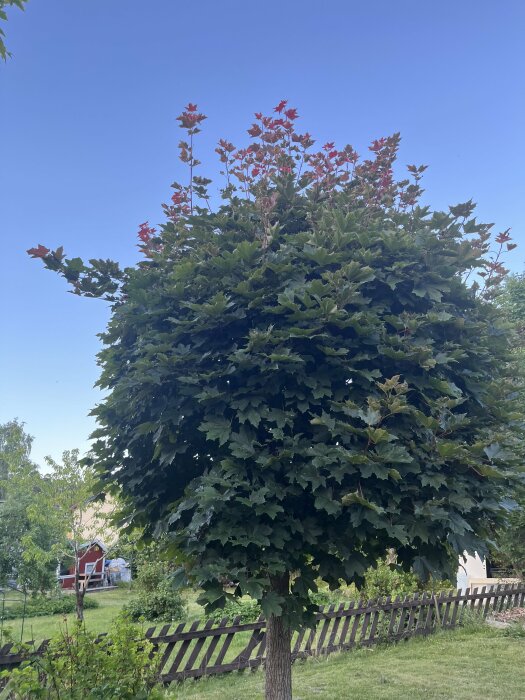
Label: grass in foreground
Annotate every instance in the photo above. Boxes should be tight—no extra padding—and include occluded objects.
[4,588,204,641]
[168,628,525,700]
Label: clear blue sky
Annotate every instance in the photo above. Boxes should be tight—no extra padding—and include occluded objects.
[0,0,525,470]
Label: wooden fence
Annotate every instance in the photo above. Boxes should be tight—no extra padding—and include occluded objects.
[0,583,525,683]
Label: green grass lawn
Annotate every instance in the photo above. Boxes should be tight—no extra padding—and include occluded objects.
[4,588,204,641]
[168,628,525,700]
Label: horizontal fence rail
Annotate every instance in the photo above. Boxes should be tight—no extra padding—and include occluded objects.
[0,583,525,683]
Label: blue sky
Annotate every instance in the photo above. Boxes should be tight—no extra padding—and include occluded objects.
[0,0,525,470]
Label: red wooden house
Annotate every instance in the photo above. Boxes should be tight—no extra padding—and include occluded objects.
[59,539,107,589]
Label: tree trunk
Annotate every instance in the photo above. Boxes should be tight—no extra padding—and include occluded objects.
[265,573,292,700]
[75,563,86,622]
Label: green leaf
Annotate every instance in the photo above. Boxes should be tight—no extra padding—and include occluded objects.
[261,591,284,619]
[341,491,384,513]
[199,416,231,445]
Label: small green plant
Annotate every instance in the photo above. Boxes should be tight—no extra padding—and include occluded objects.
[459,605,487,632]
[0,617,162,700]
[359,559,454,600]
[123,580,186,622]
[123,560,186,622]
[0,595,99,620]
[503,622,525,639]
[210,598,261,624]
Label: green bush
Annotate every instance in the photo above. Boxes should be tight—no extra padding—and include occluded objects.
[210,598,261,624]
[123,579,186,622]
[0,595,99,620]
[0,618,163,700]
[359,559,454,600]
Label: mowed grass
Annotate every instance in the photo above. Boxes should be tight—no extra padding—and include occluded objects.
[4,588,204,641]
[168,628,525,700]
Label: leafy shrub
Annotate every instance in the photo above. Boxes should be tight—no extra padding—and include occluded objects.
[0,595,99,620]
[359,559,454,600]
[0,618,163,700]
[210,598,261,623]
[123,579,186,622]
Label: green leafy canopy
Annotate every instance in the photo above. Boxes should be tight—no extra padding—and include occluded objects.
[29,101,522,624]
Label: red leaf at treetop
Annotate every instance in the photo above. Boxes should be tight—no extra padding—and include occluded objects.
[26,243,49,258]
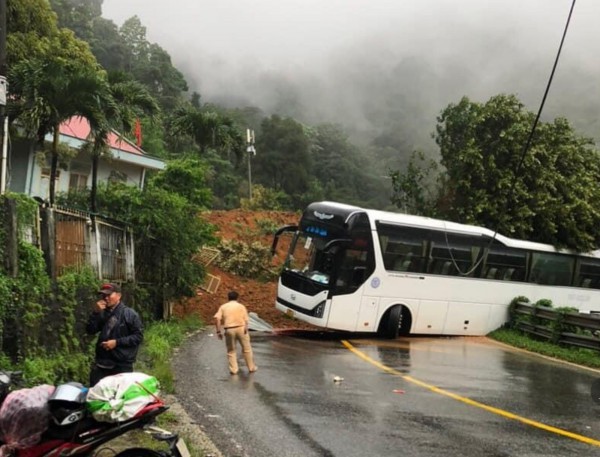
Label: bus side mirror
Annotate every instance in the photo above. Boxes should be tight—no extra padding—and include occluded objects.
[271,225,298,256]
[323,238,352,253]
[352,267,367,287]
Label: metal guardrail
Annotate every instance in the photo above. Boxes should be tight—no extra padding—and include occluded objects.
[513,302,600,351]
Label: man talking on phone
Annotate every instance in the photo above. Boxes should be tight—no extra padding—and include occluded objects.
[86,283,144,387]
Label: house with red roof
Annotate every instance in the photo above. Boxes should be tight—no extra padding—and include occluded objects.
[8,117,166,200]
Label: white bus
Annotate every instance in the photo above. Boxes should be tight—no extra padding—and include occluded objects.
[273,202,600,338]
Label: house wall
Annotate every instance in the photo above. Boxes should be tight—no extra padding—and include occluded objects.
[24,153,144,199]
[8,139,31,193]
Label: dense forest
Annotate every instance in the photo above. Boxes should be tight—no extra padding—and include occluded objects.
[8,0,600,250]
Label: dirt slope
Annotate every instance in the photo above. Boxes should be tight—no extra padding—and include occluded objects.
[174,210,311,329]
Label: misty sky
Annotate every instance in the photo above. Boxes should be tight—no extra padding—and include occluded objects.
[103,0,600,150]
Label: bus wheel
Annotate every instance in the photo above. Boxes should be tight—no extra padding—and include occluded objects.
[379,305,412,339]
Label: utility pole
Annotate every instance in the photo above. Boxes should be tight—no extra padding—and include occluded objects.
[0,0,8,194]
[246,128,256,200]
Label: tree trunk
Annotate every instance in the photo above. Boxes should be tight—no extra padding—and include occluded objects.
[49,124,60,207]
[90,151,100,214]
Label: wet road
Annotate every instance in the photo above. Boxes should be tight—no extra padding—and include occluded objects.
[174,331,600,457]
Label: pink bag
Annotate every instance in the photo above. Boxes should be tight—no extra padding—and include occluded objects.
[0,384,54,457]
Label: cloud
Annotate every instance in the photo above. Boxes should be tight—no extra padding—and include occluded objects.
[103,0,600,149]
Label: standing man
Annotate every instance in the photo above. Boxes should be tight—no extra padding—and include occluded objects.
[86,283,144,387]
[215,290,258,374]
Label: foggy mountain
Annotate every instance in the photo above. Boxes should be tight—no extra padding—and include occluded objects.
[103,0,600,151]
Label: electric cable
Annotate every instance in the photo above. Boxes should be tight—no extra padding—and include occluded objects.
[444,0,577,276]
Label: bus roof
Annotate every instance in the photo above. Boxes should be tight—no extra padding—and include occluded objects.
[311,201,600,258]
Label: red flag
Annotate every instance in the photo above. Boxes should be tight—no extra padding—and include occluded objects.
[133,119,142,148]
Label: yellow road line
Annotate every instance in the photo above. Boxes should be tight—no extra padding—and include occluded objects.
[342,340,600,447]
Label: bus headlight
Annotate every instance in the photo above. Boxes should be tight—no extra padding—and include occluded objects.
[312,300,325,317]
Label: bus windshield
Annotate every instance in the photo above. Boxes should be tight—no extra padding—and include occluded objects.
[285,232,331,284]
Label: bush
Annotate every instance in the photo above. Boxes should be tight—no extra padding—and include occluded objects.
[217,240,276,280]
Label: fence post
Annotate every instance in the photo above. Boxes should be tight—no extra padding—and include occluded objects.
[4,198,19,278]
[40,208,56,280]
[125,227,135,282]
[87,215,102,279]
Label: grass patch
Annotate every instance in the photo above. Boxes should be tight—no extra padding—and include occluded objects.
[136,316,204,393]
[488,328,600,369]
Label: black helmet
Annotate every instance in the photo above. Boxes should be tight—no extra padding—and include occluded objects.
[0,370,10,404]
[48,382,87,425]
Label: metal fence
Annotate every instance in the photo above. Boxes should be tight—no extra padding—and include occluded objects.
[512,302,600,351]
[46,207,134,281]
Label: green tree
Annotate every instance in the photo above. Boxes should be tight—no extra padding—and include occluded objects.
[50,0,102,40]
[435,95,600,251]
[252,115,312,205]
[390,151,437,216]
[90,73,160,213]
[169,103,244,158]
[153,157,212,209]
[10,52,111,204]
[119,16,188,110]
[306,124,390,207]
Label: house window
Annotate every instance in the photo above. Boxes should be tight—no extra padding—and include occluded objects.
[69,172,88,191]
[108,170,127,184]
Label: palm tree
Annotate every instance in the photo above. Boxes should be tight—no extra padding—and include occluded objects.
[9,58,116,206]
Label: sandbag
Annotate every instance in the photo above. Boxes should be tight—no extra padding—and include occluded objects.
[0,384,54,457]
[86,372,159,422]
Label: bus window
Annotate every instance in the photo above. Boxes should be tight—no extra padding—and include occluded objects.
[480,246,527,281]
[529,252,575,286]
[287,234,331,284]
[575,259,600,289]
[427,231,482,276]
[377,223,427,273]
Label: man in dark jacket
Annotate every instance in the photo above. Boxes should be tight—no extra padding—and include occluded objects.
[86,283,144,387]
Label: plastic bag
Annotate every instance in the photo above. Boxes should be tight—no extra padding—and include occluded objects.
[86,372,159,422]
[0,384,54,456]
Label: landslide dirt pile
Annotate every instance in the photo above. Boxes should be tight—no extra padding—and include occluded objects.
[174,210,312,329]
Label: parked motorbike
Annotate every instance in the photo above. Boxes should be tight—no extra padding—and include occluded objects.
[0,371,190,457]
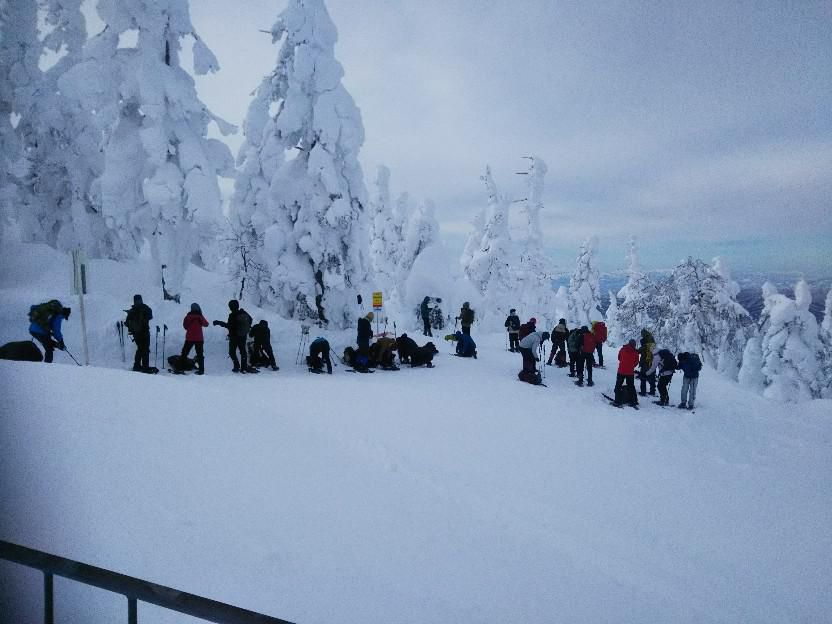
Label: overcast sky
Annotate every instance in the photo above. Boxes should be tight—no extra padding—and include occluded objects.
[184,0,832,273]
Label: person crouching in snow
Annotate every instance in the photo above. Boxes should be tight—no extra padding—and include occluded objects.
[518,331,549,383]
[454,331,477,359]
[613,340,639,407]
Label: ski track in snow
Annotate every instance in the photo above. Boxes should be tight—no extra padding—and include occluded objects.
[0,241,832,624]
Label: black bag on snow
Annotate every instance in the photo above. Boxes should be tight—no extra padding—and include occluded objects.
[168,355,196,373]
[0,340,43,362]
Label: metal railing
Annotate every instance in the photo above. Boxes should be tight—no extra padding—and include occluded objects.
[0,540,298,624]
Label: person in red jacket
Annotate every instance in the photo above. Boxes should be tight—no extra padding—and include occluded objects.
[613,340,640,407]
[181,303,208,375]
[575,325,598,386]
[592,321,607,368]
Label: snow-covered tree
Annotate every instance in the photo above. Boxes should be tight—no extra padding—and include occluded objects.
[468,167,514,318]
[655,258,754,372]
[370,166,402,293]
[233,0,369,326]
[762,280,821,401]
[569,236,603,327]
[513,156,557,324]
[607,236,658,341]
[398,199,439,284]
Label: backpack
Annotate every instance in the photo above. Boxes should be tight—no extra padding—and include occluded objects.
[125,306,149,334]
[234,308,252,337]
[29,299,63,330]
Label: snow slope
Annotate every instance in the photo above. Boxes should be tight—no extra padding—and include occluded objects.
[0,247,832,624]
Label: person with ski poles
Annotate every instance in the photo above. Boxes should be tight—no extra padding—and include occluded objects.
[419,297,433,338]
[125,295,158,372]
[214,299,257,373]
[29,299,72,364]
[504,308,520,353]
[180,303,208,375]
[456,301,474,336]
[546,319,569,366]
[613,339,639,407]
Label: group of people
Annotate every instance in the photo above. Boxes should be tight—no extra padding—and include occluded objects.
[505,308,702,410]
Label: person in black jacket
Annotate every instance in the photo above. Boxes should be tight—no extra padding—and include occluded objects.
[356,312,373,358]
[419,297,433,338]
[126,295,153,372]
[214,299,257,373]
[504,308,520,353]
[248,319,278,370]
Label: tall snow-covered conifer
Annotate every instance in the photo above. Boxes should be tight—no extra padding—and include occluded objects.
[233,0,370,327]
[62,0,235,298]
[569,236,602,327]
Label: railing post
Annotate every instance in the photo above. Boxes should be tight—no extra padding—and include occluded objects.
[43,572,55,624]
[127,598,139,624]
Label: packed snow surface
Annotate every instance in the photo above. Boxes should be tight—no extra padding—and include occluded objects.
[0,246,832,624]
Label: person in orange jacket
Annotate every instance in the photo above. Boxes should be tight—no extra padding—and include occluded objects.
[575,325,598,386]
[613,340,640,407]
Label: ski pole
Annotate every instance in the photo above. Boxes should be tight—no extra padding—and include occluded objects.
[63,345,81,366]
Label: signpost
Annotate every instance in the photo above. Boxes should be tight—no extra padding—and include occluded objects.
[72,249,90,366]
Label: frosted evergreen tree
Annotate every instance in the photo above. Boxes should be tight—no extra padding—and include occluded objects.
[569,236,603,327]
[62,0,235,298]
[655,258,754,379]
[398,199,439,283]
[370,166,404,294]
[606,290,624,347]
[737,336,766,394]
[514,156,557,325]
[232,0,370,327]
[468,167,514,319]
[459,207,486,281]
[762,280,822,401]
[607,236,658,340]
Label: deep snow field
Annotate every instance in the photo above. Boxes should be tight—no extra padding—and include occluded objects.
[0,244,832,624]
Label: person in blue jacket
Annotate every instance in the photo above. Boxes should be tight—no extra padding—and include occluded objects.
[454,331,477,359]
[676,352,702,409]
[29,299,72,363]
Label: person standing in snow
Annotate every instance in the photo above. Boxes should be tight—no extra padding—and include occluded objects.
[638,332,656,396]
[566,327,582,377]
[613,339,639,407]
[505,308,520,353]
[248,319,278,370]
[180,303,208,375]
[592,321,607,368]
[546,319,569,366]
[29,299,72,364]
[575,325,597,386]
[653,349,677,406]
[419,297,433,338]
[355,312,375,358]
[676,352,702,409]
[454,331,477,360]
[126,295,156,372]
[520,331,549,378]
[306,336,332,375]
[456,301,474,336]
[214,299,257,373]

++++++++++++++++++++

• WHAT THE EXERCISE ASKS:
Reproduce the rows verbatim, from the line with "Label: cloud" to the line with "[133,119,142,148]", including both of those lines.

• FULL OUTPUT:
Label: cloud
Annotate every instance in the photo above. Boxes should be tight—no extra padding—and include occluded objects.
[103,0,600,149]
Label: standing man
Annotate every instance in the photo above. Boxes should be tight—no extra padding—and include occluded objects.
[86,283,144,387]
[215,290,258,374]
Label: foggy mountain
Annotate every instance in the photo above. Boxes should be tight—no extra padding—and include occluded objects.
[103,0,600,151]
Label: electric cable
Annotate every instance in the photo above. Boxes should be tight—no extra padding—and include occluded objects.
[444,0,577,276]
Label: bus roof
Annotate every instance in the photo above. Boxes should be tight—no extra padding—and include occluded objects.
[311,201,600,258]
Label: red flag
Annotate every instance in the photo above. Boxes should be tight—no extra padding—and include occluded objects.
[133,119,142,148]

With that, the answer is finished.